### [EXCERPTED TEXT]
+++
4-Alarm Fire in Pennsylvania Damages Four Homes

April 30, 2014
The fire in York damaged four homes and displaced 10 residents. Nearly 60 firefighters battled the blaze for nearly two hours.

April 30--Thomas Shortlidge said that just after 3 a.m. Tuesday, he was sleeping when he heard a noise outside and someone yell "fire."

Shortlidge, along with wife Cathy Cramer, and a friend who was staying with them, Barbara Hinton, ran out of the home at 1215 W. Poplar St., carrying their four birds, two dogs and one cat.

"I wasn't so upset at first," Shortlidge said, having endured two fires in York in the past. "I'm more concerned about the emotional damage to my very close neighbors. They're very close friends of mine, almost family."

Those neighbors, who gathered with Shortlidge and his family at the West York Reliance Fire Company on West Market Street later that morning, did not want to speak about the fire, according to an American Red Cross representative.

The four-alarm fire, which began at 1211 W. Poplar St., damaged four homes and displaced 10 residents, West York Reliance Fire Chief Ed Washington said.

Nearly 60 firefighters spent almost two hours battling the blaze,

"We had heavy flames coming out of the third floor of 1211 West Poplar," Washington said.

Crews rushed into the row homes and blasted the flames, but because of the intensity and volume of the fire, it spread to 1215, 1213 and 1209 -- the other homes in the four-home row.

"We went to a fourth alarm because of manpower ... that time of the morning, with volunteer departments, manpower is hard to come by," Washington said.
+++
### [YOUR INSTRUCTIONS]
Write the next few paragraphs of the news story above about the York row-home fire, picking up after Chief Washington's remark about manpower.
+++
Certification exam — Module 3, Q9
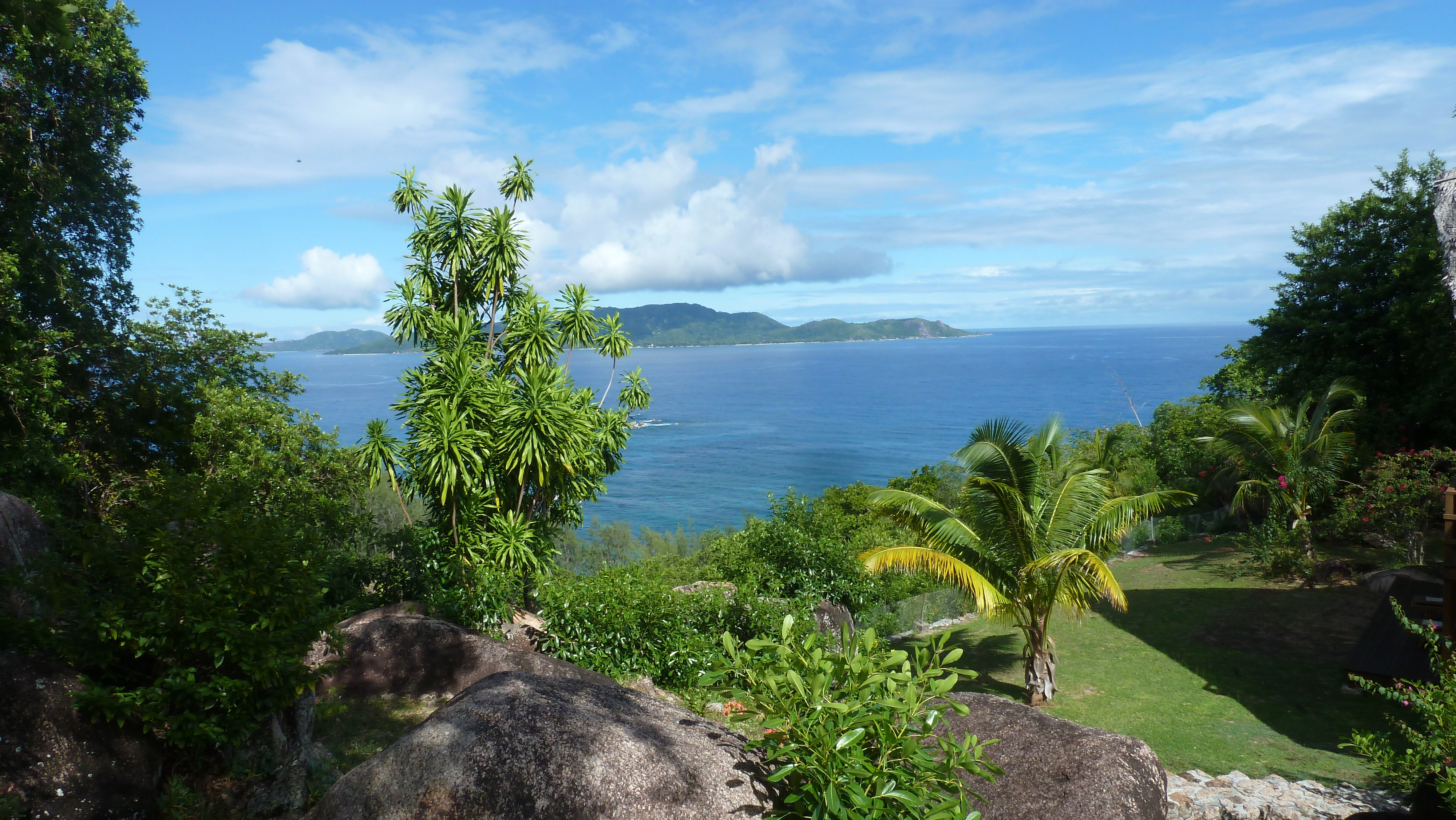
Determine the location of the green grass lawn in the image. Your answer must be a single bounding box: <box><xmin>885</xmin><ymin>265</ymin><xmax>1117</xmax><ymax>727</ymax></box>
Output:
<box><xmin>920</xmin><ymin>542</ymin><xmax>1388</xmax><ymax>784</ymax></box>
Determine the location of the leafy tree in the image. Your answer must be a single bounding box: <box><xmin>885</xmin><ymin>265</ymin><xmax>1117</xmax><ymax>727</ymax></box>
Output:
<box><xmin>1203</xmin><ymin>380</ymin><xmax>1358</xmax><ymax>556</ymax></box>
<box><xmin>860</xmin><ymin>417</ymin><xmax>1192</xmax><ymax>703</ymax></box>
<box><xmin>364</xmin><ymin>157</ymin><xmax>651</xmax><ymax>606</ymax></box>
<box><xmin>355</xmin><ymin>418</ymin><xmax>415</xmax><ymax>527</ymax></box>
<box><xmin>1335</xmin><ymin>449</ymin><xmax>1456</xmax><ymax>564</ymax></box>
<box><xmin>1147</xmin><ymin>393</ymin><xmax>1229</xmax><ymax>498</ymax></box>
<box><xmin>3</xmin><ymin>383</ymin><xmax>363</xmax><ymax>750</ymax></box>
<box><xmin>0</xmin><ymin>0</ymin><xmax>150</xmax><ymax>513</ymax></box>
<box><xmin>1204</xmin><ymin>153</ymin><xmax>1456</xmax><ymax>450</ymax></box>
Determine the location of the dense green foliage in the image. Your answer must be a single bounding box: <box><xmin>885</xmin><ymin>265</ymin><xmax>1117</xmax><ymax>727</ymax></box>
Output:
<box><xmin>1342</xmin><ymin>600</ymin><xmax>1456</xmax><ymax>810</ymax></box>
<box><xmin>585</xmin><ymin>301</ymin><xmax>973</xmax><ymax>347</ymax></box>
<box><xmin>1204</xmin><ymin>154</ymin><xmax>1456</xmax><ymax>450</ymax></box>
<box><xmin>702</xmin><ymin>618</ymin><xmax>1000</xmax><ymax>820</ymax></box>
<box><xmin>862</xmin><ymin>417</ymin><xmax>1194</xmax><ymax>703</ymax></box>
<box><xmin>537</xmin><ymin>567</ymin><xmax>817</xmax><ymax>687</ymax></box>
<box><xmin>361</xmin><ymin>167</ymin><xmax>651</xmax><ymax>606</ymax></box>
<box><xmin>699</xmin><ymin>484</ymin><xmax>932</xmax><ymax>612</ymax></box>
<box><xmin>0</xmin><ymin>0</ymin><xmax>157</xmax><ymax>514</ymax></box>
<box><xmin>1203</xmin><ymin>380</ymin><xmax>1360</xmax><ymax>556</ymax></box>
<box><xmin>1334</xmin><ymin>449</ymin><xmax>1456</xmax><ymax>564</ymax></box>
+++
### [ANSWER TO THE PROBLEM]
Although intermittent, "Good, strong gusts of wind were pushing it (the fire) around a bit," Washington said.

He said that a Pennsylvania State Police fire marshal, along with West York Police, were investigating.

At the fire station, residents spoke with the Red Cross representatives and ate food provided to them. Shortlidge, Cramer and Hinton sat among them.

Shortlidge said that once he found out about the fire, and yelled to Hinton to leave, she hesitated at first.

"I was trying to get my medicine; I was trying to get my cat," she said.

Hinton eventually came down because the smoke was so thick, she couldn't breathe, she said.

Shortlidge then called Cramer, who was at work.

"All I heard was him yelling, and I told the supervisor, 'I got to go,'" Cramer said.

Tiffany Toomey, who lives nearby the row homes, said she was lying down when she saw the fire's reflection on the homes across the street.

Toomey gathered her four children and her mother and raced outside. They were allowed to return to their home around 6 a.m.

Although the fire did not damage her home, it shook her up, she said. "Way too close for comfort."